** EXERCISE **
Could you write out, word for word, the stretch of the entries below from the line containing "the street light?" through the line containing "69 104 L 71", with both of those lines included?

** EXTRACTED RECORDS **
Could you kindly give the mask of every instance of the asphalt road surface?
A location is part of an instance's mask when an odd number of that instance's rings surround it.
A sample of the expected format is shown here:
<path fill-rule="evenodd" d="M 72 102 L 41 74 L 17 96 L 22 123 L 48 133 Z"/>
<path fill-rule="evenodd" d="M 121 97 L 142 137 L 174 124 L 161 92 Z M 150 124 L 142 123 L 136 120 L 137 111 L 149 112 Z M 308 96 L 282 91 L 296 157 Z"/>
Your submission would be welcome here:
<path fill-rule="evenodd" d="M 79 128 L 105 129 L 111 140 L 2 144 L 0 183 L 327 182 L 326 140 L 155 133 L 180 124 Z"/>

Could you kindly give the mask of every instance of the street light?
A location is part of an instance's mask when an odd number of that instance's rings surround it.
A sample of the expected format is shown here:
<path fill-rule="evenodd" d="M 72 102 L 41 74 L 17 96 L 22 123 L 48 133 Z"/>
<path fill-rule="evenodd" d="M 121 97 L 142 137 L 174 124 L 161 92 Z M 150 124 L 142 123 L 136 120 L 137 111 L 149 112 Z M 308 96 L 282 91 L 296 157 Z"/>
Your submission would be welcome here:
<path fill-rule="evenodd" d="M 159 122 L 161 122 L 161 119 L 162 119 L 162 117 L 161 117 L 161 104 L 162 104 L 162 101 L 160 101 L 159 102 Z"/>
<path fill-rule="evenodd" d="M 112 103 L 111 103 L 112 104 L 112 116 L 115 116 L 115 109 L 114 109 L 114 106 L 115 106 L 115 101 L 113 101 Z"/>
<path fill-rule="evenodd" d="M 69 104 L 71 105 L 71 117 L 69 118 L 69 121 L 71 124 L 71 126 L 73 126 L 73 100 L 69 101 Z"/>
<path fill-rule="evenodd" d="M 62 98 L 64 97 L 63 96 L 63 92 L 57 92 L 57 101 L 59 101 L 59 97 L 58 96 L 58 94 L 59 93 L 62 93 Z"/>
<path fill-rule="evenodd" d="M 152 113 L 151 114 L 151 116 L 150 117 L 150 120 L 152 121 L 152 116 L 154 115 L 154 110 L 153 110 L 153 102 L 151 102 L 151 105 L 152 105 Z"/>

** TASK OUTPUT **
Could you kindly give the mask of every instance of the street light?
A location is part of an instance's mask when an odd number of that instance's rings surround it.
A sample of the expected format is shown here:
<path fill-rule="evenodd" d="M 72 102 L 41 74 L 17 96 L 22 123 L 48 133 Z"/>
<path fill-rule="evenodd" d="M 121 97 L 142 137 L 174 124 L 161 92 Z M 150 124 L 142 123 L 136 120 L 137 111 L 149 112 Z M 308 96 L 282 91 L 296 157 Z"/>
Your submission would be welcome here:
<path fill-rule="evenodd" d="M 159 122 L 161 122 L 161 119 L 162 119 L 162 117 L 161 117 L 161 104 L 162 104 L 162 101 L 160 101 L 159 102 Z"/>
<path fill-rule="evenodd" d="M 112 103 L 111 103 L 112 104 L 112 116 L 115 116 L 115 109 L 114 109 L 114 106 L 115 106 L 115 101 L 113 101 Z"/>
<path fill-rule="evenodd" d="M 69 104 L 71 105 L 71 117 L 69 118 L 69 121 L 71 124 L 71 126 L 73 126 L 73 100 L 69 101 Z"/>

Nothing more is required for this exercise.